**PEDIDO DADO 1**: Quais perguntas são feitas no texto sobre Estado e mercado? Liste todas.

**TEXTO DE LEITURA**:
**********
Se por um lado a produção paga pela ineficiência do Estado, por outro lado o consumo deve pagar pelo não consumo dos incapazes. É assim que parece funcionar a lógica da tributação descrita como o mecanismo de justiça distributiva. Os detentores do meio de produção capital compensam os não detentores; os detentores do fator de produção força-de-trabalho compensam os não detentores chamados de incapazes; os detentores do poder de consumo compensam os excluídos do mercado que devem ser reinseridos pelas transferências de renda. Há também as compensações dadas aos detentores de capital e operantes menos eficientes. Os fracos são acolhidos pelo colo generoso do Estado via subsídios, além de outras medidas compensatórias como quotas, aliviando o peso da mão invisível e a pressão do mercado.
Por sua vez, a lógica liberal é sem dúvida preciosa em seus objetivos: a liberdade de cada um sendo orientada pelos ganhos da coletividade, o interesse individual passa a ser garantidor dos benefícios coletivos. Cada um visando seu interesse, a mão invisível decreta que qualquer ação externa inibidora da liberdade prejudicaria sua lógica e, portanto o seu funcionamento. Nesse sentido a pesada mão do Estado levaria ao benefício setores e agentes em detrimento de outros, salvando a uns, matando outros e levando ao colapso a lei soberana da oferta e demanda. Ao Estado, as mazelas; ao Mercado, os lucros; ao trabalhador, o consumo (e os impostos!).
O que poderia estar errado nessa conclusão? O que pode estar errado em se defender uma economia livre e eficiente na geração de excedentes que serão aproveitados pela coletividade? Quem poderia negar a necessidade da propriedade privada na manutenção dos interesses individuais e do prêmio econômico pelo mérito de cada um? Quem ainda contestaria a eficiência da livre concorrência para determinação dos níveis de preço?
Apenas uma religião formada por marxistas rancorosos que desejam transferir para o Estado uma função que cabe à eficiência empresarial. Que desejam, sobretudo, atribuir poderes ao Estado para que reja a vida e o comportamento dos indivíduos. Que sonham em abolir a propriedade privada em nome da incompetência de muitos. Que defendem que somente o Estado poderá devolver aos proletários o que lhes foi expropriado – a mais-valia. Ora, essa raça ingênua não percebe que esse caminho seria o da ditadura, do colapso da economia e do mau aproveitamento da riqueza acumulada pelo capitalismo. Esses ingênuos comunistas não percebem que a ditadura do Estado é ainda mais dura que a ditadura do capital porque já provou ser ineficiente no gerenciamento do sistema produtivo e inábil na condução de políticas fiscal e de rendas. Que aguardemos o bolo crescer para que o distribuamos. Que aceitemos a veracidade da existência do pleno emprego, mascarado de desemprego pelos excessos de regulamentação trabalhista. Não permitamos que a corrupção dos governos subtraia o poder do mercado em produzir riqueza e que a liberdade individual não seja cerceada pela imposição de um sistema arrogantemente moralizador.
**********
**DADOS FORNECIDOS**:
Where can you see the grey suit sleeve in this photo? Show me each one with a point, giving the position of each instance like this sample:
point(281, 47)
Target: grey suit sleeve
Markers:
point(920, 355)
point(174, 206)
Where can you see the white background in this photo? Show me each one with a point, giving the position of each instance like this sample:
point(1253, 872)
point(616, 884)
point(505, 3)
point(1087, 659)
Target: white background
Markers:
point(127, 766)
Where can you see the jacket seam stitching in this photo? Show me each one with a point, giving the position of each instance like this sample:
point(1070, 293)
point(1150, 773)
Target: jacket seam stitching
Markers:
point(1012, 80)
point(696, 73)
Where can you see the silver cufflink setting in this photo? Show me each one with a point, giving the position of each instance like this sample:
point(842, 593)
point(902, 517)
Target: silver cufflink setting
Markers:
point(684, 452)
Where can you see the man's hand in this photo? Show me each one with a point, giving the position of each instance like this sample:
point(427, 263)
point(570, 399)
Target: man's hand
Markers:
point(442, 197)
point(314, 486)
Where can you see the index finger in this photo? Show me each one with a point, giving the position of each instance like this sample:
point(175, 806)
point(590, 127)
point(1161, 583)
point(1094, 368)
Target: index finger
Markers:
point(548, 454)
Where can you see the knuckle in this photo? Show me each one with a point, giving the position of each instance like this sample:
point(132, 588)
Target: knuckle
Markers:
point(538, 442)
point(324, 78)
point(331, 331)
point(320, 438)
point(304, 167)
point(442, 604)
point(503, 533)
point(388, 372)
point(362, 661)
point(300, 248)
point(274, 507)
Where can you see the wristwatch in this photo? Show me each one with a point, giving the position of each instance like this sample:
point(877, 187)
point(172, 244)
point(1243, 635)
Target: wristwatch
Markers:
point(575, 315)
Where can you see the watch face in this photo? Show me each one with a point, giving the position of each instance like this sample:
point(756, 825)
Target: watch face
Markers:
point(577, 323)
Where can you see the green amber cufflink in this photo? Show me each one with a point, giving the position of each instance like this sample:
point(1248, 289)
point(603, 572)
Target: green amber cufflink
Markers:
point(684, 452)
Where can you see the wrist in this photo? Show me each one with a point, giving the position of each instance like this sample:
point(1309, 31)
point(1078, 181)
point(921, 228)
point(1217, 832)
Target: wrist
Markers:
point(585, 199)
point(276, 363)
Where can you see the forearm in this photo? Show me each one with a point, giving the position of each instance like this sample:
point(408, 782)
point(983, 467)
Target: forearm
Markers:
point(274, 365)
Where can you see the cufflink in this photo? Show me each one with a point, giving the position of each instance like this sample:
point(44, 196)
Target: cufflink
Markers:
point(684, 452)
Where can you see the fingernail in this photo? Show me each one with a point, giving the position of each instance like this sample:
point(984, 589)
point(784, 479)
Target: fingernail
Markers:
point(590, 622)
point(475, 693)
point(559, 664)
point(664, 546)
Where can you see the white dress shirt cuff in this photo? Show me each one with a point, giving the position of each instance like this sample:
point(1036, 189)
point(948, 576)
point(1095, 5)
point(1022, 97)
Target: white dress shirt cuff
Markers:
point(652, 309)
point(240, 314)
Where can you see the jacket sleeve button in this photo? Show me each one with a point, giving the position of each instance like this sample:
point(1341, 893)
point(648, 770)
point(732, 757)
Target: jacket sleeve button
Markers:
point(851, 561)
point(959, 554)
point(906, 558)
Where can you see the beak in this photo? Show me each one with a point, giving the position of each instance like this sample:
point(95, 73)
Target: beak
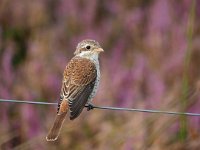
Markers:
point(99, 50)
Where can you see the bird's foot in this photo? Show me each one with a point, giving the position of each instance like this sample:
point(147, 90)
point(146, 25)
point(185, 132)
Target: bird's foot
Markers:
point(89, 106)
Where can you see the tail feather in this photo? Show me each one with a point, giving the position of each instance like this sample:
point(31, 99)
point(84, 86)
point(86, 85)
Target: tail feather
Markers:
point(55, 130)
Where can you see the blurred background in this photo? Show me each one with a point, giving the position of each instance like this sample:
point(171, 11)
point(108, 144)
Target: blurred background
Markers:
point(151, 61)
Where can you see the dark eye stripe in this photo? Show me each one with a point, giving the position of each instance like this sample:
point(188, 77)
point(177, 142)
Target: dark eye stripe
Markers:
point(88, 47)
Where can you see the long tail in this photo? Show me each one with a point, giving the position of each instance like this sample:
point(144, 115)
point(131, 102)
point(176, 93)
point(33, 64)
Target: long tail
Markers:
point(60, 117)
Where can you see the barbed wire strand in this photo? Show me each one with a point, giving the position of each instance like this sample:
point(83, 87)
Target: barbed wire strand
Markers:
point(109, 108)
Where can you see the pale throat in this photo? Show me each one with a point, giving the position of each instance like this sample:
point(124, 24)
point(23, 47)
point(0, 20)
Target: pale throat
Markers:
point(94, 57)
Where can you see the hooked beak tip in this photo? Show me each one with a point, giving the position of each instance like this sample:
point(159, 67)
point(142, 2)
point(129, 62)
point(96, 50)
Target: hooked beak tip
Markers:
point(99, 50)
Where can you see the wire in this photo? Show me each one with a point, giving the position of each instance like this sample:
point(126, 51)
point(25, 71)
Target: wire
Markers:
point(109, 108)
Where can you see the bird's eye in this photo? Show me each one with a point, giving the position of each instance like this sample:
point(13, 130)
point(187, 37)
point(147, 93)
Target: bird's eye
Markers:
point(88, 47)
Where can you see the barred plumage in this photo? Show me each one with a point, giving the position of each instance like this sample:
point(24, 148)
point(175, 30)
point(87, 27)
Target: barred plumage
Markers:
point(79, 85)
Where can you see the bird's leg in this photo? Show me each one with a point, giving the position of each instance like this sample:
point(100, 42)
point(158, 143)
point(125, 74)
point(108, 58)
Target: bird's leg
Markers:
point(89, 106)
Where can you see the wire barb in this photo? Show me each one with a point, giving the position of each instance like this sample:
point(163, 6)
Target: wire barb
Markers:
point(109, 108)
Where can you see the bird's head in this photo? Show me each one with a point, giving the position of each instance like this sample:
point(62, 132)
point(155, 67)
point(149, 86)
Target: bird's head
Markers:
point(88, 48)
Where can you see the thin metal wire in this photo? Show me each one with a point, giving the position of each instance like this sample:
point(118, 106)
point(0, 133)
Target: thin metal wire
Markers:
point(109, 108)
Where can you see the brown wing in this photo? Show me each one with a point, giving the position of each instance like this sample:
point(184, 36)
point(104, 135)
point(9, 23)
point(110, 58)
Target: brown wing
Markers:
point(78, 83)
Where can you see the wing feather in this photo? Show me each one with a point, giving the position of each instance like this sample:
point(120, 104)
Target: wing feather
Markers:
point(78, 82)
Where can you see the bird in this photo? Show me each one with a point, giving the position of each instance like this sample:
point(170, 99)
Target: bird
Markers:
point(79, 85)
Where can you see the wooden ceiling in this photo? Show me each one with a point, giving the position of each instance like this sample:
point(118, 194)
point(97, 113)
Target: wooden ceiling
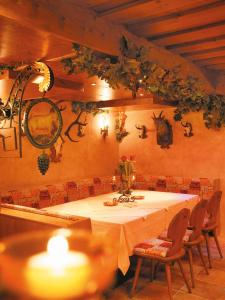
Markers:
point(194, 29)
point(44, 30)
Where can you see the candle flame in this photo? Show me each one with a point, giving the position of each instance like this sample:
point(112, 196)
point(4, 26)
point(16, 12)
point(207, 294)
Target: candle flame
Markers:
point(57, 246)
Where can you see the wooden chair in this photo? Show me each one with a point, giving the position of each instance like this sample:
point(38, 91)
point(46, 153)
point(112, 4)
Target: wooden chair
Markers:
point(211, 223)
point(166, 252)
point(193, 236)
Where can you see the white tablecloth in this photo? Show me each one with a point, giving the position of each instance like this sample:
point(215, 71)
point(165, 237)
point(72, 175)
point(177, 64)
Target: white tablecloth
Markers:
point(128, 223)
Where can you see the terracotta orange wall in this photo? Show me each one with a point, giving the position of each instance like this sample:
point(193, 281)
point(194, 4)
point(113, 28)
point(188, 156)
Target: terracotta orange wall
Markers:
point(202, 155)
point(91, 156)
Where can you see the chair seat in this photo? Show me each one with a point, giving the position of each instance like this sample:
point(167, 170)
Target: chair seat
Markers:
point(196, 241)
point(186, 237)
point(154, 246)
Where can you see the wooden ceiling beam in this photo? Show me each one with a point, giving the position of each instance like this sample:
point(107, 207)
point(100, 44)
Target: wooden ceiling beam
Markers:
point(178, 14)
point(219, 66)
point(118, 8)
point(210, 61)
point(187, 30)
point(72, 22)
point(58, 82)
point(204, 51)
point(196, 42)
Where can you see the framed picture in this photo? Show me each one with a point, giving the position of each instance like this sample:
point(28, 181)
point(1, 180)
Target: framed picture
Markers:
point(42, 123)
point(8, 142)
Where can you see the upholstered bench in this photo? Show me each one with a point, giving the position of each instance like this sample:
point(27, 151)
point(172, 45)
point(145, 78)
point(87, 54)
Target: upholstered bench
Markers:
point(53, 194)
point(17, 219)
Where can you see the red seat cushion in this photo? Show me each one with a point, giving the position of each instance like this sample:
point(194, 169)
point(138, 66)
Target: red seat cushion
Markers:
point(154, 246)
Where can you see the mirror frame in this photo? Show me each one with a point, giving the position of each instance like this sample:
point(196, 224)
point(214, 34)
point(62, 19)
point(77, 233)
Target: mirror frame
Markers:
point(26, 123)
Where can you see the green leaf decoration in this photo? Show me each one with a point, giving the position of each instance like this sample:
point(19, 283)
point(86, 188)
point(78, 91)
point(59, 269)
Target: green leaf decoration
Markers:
point(134, 70)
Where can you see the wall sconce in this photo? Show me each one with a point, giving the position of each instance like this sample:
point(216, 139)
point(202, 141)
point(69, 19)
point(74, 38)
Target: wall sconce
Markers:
point(104, 123)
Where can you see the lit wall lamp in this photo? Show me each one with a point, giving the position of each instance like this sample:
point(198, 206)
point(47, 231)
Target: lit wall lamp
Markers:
point(104, 123)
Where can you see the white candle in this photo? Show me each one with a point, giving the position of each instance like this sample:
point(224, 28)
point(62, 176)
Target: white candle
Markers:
point(57, 273)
**********
**PEDIDO DADO 2**: Na listagem, troque "photo" por "image" no trecho que começa na linha com "Where can you see the fingernail" e termina na linha com "point(151, 61)". Reproduza só esse trecho, sem as imagens.

**RESPOSTA CORRETA 1**:
- O que poderia estar errado nessa conclusão?
- O que pode estar errado em se defender uma economia livre e eficiente na geração de excedentes que serão aproveitados pela coletividade?
- Quem poderia negar a necessidade da propriedade privada na manutenção dos interesses individuais e do prêmio econômico pelo mérito de cada um?
- Quem ainda contestaria a eficiência da livre concorrência para determinação dos níveis de preço?

**RESPOSTA CORRETA 2**:
Where can you see the fingernail in this image? Show me each one with a point, giving the position of each instance like this sample:
point(984, 589)
point(784, 479)
Target: fingernail
Markers:
point(590, 622)
point(475, 693)
point(559, 664)
point(664, 546)
Where can you see the white dress shirt cuff in this image? Show me each one with a point, giving the position of each instance like this sample:
point(1036, 189)
point(948, 576)
point(1095, 5)
point(1022, 97)
Target: white dress shirt cuff
Markers:
point(652, 309)
point(240, 314)
Where can you see the jacket sleeve button in this image? Show me each one with a point, giving the position of each instance like this sample:
point(1341, 893)
point(648, 770)
point(732, 757)
Target: jacket sleeve button
Markers:
point(851, 561)
point(959, 554)
point(906, 558)
Where can you see the beak in this image? Show me each one with a point, giving the position of each instance like this sample:
point(95, 73)
Target: beak
Markers:
point(99, 50)
Where can you see the bird's foot in this image? Show me each one with a point, giving the position of each instance like this sample:
point(147, 90)
point(146, 25)
point(185, 132)
Target: bird's foot
Markers:
point(89, 106)
Where can you see the tail feather in this image? Show me each one with a point, giving the position of each instance like this sample:
point(31, 99)
point(84, 86)
point(86, 85)
Target: tail feather
Markers:
point(55, 130)
Where can you see the blurred background in this image? Show me each one with a point, giving the position of each instance like this sample:
point(171, 11)
point(108, 144)
Target: blurred background
Markers:
point(151, 61)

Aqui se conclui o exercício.